Point-per-instance localization data
- Opening Delimiter -
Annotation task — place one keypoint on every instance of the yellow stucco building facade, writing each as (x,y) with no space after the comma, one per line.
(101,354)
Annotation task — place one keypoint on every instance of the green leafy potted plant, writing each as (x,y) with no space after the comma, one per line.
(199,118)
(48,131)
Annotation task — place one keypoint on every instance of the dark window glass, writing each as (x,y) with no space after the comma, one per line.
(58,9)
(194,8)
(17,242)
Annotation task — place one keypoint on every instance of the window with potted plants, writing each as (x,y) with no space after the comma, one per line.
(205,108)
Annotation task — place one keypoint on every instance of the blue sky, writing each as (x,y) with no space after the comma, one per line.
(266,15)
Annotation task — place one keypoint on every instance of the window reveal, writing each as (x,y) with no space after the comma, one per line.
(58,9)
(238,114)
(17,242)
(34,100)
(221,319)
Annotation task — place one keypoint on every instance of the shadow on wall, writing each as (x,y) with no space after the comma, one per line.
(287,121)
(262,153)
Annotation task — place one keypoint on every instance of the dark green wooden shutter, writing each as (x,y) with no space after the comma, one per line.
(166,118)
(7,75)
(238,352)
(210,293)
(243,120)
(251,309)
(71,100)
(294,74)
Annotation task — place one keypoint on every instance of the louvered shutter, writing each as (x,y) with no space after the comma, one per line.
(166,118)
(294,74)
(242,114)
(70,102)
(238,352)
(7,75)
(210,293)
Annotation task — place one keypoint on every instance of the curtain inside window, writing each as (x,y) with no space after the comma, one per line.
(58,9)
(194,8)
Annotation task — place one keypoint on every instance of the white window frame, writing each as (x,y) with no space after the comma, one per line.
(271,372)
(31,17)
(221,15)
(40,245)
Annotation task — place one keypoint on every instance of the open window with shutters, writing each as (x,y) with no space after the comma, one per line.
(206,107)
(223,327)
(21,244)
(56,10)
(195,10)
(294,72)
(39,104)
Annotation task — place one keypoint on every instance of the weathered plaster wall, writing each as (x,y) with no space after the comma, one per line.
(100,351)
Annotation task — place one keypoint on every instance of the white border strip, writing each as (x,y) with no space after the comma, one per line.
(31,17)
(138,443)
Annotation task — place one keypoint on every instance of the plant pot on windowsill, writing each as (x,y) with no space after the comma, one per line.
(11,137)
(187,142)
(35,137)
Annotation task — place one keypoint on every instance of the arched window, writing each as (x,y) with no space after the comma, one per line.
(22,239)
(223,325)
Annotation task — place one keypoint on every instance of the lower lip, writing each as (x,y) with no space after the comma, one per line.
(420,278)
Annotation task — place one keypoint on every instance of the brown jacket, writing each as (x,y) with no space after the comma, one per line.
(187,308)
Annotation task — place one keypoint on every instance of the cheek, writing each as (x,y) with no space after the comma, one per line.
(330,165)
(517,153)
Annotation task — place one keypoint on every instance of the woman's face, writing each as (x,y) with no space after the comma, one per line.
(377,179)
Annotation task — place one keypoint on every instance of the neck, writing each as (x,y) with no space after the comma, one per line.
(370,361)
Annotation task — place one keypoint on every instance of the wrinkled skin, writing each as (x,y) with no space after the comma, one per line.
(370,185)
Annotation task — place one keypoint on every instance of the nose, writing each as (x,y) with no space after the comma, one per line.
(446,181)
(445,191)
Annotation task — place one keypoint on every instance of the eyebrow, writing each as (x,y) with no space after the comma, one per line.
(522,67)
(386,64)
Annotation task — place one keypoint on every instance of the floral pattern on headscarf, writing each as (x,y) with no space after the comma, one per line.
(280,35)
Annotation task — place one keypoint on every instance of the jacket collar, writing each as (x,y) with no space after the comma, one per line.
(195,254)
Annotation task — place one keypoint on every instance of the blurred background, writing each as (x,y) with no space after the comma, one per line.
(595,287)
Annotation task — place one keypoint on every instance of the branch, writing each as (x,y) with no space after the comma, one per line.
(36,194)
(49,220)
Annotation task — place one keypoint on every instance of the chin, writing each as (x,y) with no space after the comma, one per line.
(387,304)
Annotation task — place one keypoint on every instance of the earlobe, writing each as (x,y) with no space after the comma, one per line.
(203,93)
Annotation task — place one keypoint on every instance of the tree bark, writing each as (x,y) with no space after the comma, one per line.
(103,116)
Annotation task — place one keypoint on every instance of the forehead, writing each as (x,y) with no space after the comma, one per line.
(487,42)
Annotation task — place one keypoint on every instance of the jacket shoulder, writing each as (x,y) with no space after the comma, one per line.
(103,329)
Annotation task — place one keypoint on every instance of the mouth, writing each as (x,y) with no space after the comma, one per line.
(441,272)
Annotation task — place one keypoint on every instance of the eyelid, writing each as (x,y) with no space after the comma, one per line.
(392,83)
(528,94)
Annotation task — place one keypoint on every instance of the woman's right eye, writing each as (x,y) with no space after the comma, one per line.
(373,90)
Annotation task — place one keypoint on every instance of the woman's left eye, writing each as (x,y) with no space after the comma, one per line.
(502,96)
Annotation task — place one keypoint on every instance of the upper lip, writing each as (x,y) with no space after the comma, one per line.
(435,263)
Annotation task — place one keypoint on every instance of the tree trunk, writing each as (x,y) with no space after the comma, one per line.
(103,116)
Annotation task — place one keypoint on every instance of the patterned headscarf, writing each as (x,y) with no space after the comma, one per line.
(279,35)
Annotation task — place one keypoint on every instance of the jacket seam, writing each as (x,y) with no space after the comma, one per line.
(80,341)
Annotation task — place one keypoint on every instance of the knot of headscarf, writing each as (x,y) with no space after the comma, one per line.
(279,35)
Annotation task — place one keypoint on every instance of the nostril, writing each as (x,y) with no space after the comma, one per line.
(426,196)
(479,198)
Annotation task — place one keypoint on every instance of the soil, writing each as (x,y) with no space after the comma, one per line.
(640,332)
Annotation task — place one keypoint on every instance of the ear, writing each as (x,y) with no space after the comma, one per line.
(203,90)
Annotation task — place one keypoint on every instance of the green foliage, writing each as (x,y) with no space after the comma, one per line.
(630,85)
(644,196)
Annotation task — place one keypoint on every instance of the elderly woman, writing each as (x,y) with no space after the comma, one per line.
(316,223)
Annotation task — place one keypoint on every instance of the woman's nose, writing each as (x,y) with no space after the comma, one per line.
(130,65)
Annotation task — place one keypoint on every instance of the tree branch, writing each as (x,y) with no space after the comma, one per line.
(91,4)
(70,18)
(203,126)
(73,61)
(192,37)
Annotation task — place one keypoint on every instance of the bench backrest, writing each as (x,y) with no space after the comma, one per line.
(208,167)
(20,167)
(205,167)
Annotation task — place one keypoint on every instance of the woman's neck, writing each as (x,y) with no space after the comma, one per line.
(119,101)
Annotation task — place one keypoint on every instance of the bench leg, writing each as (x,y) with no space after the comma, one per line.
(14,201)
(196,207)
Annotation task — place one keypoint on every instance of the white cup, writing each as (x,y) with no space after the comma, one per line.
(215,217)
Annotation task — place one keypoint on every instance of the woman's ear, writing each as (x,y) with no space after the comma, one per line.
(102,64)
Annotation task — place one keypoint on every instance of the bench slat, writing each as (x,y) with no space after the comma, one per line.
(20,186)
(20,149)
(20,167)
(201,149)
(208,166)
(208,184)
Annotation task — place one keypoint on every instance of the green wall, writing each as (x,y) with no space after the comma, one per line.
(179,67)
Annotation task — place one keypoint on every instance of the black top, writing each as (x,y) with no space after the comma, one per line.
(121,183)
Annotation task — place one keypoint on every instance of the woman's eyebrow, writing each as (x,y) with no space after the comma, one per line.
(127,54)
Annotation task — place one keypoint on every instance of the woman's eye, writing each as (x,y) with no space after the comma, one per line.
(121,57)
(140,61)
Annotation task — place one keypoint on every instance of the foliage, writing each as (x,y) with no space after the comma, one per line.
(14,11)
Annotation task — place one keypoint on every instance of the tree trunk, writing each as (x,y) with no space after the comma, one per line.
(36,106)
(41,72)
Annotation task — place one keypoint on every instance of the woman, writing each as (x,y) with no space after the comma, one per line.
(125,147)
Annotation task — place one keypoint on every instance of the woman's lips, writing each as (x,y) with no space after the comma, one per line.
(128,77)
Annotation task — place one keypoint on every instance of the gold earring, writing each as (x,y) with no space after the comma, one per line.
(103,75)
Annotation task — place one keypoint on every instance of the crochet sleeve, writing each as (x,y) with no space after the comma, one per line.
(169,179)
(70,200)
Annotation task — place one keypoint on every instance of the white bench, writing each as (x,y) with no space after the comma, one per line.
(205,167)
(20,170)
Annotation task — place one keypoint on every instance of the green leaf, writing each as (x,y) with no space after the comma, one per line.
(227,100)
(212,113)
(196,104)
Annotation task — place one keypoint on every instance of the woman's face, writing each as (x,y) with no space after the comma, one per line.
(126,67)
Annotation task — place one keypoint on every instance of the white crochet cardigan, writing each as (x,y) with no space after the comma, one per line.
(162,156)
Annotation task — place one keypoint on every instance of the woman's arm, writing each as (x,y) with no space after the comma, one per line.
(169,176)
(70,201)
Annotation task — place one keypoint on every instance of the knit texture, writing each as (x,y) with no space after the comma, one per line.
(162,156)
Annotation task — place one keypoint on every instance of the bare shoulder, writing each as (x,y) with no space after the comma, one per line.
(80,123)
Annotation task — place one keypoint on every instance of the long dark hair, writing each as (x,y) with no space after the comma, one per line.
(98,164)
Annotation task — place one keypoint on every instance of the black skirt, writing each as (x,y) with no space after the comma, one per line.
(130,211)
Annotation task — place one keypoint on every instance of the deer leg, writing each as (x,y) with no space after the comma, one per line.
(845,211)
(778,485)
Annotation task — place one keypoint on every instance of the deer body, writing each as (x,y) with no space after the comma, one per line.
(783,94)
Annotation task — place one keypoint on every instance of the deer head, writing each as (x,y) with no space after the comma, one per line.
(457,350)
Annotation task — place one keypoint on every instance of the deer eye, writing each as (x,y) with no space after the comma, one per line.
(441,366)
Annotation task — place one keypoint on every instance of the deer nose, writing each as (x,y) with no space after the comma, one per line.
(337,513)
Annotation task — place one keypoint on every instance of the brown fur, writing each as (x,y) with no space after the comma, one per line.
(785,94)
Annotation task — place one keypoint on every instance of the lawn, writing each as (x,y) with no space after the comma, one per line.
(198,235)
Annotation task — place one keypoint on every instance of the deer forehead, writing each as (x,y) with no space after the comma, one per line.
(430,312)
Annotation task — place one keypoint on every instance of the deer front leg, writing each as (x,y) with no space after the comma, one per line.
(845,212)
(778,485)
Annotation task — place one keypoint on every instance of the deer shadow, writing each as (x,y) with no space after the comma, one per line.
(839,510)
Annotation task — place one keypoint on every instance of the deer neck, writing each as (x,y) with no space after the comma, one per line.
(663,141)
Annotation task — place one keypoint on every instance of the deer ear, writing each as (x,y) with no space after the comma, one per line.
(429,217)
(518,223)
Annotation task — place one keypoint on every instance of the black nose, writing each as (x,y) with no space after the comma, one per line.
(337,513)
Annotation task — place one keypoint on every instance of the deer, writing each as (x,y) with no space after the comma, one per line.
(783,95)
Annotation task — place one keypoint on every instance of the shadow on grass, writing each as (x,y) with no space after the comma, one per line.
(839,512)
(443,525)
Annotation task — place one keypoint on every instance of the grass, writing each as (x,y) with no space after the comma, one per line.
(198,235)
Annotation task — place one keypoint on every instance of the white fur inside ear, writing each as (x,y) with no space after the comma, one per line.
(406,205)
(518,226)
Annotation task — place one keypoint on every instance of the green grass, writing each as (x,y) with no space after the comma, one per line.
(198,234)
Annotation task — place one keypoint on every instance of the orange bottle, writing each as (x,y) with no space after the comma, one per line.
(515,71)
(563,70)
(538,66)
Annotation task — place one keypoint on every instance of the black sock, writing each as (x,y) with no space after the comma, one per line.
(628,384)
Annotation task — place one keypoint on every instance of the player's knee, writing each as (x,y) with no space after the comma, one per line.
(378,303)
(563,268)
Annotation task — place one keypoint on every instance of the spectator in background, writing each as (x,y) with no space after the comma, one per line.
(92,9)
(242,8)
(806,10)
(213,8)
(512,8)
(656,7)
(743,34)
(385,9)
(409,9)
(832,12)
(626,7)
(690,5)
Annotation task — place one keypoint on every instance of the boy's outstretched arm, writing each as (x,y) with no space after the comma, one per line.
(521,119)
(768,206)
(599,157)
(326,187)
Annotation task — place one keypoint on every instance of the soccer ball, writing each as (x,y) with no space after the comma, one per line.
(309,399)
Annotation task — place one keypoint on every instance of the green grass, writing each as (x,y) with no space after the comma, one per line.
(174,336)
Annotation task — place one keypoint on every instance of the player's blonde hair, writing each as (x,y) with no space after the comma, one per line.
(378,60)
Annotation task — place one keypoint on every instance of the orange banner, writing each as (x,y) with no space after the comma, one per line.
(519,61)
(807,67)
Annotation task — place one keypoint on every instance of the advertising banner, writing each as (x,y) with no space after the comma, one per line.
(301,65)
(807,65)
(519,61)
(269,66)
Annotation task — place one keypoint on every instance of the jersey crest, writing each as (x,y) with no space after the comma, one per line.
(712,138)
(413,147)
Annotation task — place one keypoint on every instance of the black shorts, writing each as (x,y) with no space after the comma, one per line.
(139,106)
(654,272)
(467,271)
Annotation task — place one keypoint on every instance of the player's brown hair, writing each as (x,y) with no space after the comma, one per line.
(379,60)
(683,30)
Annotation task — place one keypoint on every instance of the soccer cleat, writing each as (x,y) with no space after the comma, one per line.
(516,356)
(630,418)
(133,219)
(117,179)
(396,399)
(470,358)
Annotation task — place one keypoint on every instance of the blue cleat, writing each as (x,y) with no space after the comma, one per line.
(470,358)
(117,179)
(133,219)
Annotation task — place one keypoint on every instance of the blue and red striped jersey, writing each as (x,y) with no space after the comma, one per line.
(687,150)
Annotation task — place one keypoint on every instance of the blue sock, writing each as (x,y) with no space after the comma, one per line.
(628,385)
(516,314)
- Closing Delimiter -
_YOUR ASSIGNMENT_.
From the line holding "the blue and" to the final line of the data, output each line exactly and nothing more.

_FINAL ANSWER_.
Annotation task — place one keypoint on every instance of the blue and red striped jersey, writing each as (x,y) with no space after the comma, one per line.
(687,150)
Annotation task — place one keypoint on every instance of the blue sock, writing each as (x,y) with no space after the comma, one per line.
(628,385)
(516,314)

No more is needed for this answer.